_Fonte:_
━━━━━━━━━━

XI. Porque Dia da Mulher é todo dia! A mulher e suas imagens: bruxas, madonas e stars

(Imagem: Anchieta, Isabelle. Imagens da mulher no Ocidente Moderno. São Paulo, EDUSP, 2020) 
“Por que o dia da mulher é todo dia”. Estamos de volta!
 
É com alegria que anunciamos a retomada de nossa coluna, suspensa desde novembro por motivos alheios a nossa vontade. Desta vez contanto com uma nova equipe de colaboradoras, reiniciamos com o artigo assinado por Diva Reale, dedicado a introduzir alguns comentários sobre a trilogia Imagens da mulher no Ocidente Moderno
A mulher e suas imagens: bruxas, madonas e stars
Isabelle Anchieta nos surpreende com seu livro, dedicado a estudar dentro de um largo período de tempo – da transição da Idade Média para a Idade Moderna, até o século XX – um recorte que permite evidenciar seus achados e hipóteses acerca da importância e significados que a imagem da mulher adquiriu ao longo dos tempos.
Na apresentação geral à trilogia, ela se dedica a mapear e indicar, dentre diferentes posições sobre a significação atribuída à imagem, qual será a vertente que ela adotará.
Suas considerações buscam responder à questão “por que o olhar alheio é tão importante na formação da nossa imagem”?
Ser visto, considerado, reconhecido é, entre as pretensões sociais, a mais rigorosa, na medida em que instaura constantes disputas por existência social […] o aumento da consideração dos outros implica a potencialização de nossos sentimentos de existir e do valor que nos atribuímos como indivíduos e integrantes de grupos com os quais nos identificamos. (Anchieta, 2020, p. 13).
Introduz uma outra qualidade ao ato de fazer-se ver, mais além de ser um ato narcísico – associado à vaidade (amor próprio), ou preservação (amor por si) – acrescentando dentro de uma perspectiva sociológica, a importância das dependências recíprocas da vida de relação social. Trata-se, nos diz ela, “de uma interdependência sociológica e humana, que atrela nosso sentimento de satisfação, felicidade e valor ao outro.”
Se Rousseau defendia que “não há felicidade sem os outros”, Hanna Arendt propõe que nossa condição humana coincide com o olhar alheio (Arendt, 2010, p. 35, apud Anchieta, 2020, p. 13).
Ao escrever esta matéria dedicada à retomada e reorganização de nossas publicações da coluna, temos a convicção que voltaremos outras vezes para falar de nossas impressões da leitura iniciada deste instigante livro. Avancemos apenas um pouco mais.

(Imagem: Anchieta, Isabelle. Imagens da mulher no Ocidente Moderno 1: Bruxas e tupinambás canibais. São Paulo, EDUSP, 2020)

━━━━━━━━━━

_Trecho de um conjunto de dados:_
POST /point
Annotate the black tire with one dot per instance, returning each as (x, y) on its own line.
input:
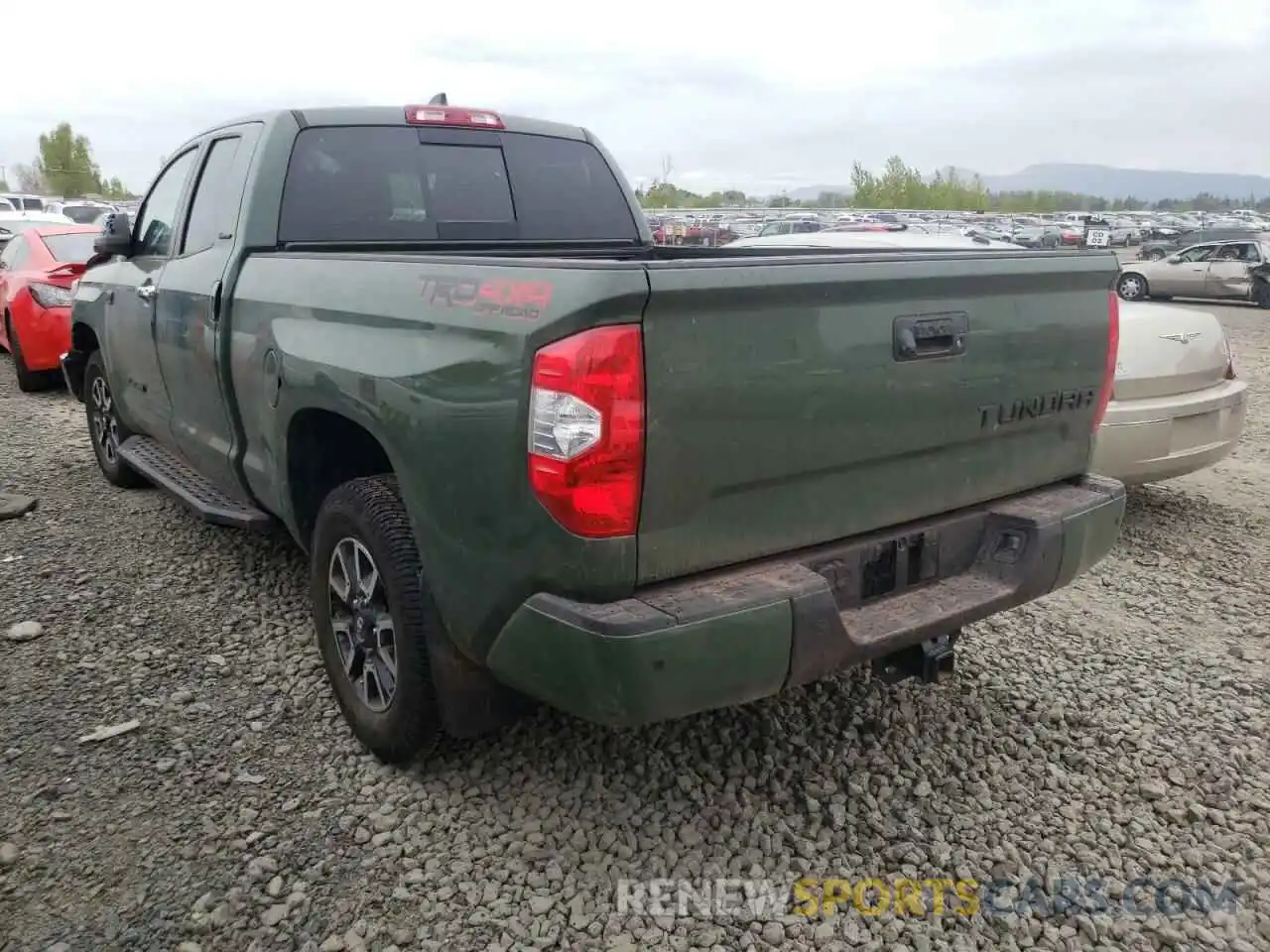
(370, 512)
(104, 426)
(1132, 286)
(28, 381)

━━━━━━━━━━

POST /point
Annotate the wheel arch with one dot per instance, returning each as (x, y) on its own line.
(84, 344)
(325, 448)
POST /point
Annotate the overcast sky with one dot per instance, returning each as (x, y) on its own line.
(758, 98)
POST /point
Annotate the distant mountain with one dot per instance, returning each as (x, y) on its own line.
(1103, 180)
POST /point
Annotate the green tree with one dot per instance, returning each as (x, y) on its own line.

━━━━━━━━━━

_Tarefas:_
1 > Edite o trecho do texto que começa com as palavras "Introduz uma outra" e termina com "um pouco mais.", trocando "instigante" por "estimulante".
2 > Encontre e copie cada linha dos dados em que aparece a palavra "with".
O texto e as linhas não têm nenhuma relação entre si.

_Respostas por tarefa:_
1 >
Introduz uma outra qualidade ao ato de fazer-se ver, mais além de ser um ato narcísico – associado à vaidade (amor próprio), ou preservação (amor por si) – acrescentando dentro de uma perspectiva sociológica, a importância das dependências recíprocas da vida de relação social. Trata-se, nos diz ela, “de uma interdependência sociológica e humana, que atrela nosso sentimento de satisfação, felicidade e valor ao outro.”
Se Rousseau defendia que “não há felicidade sem os outros”, Hanna Arendt propõe que nossa condição humana coincide com o olhar alheio (Arendt, 2010, p. 35, apud Anchieta, 2020, p. 13).
Ao escrever esta matéria dedicada à retomada e reorganização de nossas publicações da coluna, temos a convicção que voltaremos outras vezes para falar de nossas impressões da leitura iniciada deste estimulante livro. Avancemos apenas um pouco mais.

2 >
Annotate the black tire with one dot per instance, returning each as (x, y) on its own line.
Annotate the wheel arch with one dot per instance, returning each as (x, y) on its own line.
Annotate the overcast sky with one dot per instance, returning each as (x, y) on its own line.
Annotate the distant mountain with one dot per instance, returning each as (x, y) on its own line.
Annotate the green tree with one dot per instance, returning each as (x, y) on its own line.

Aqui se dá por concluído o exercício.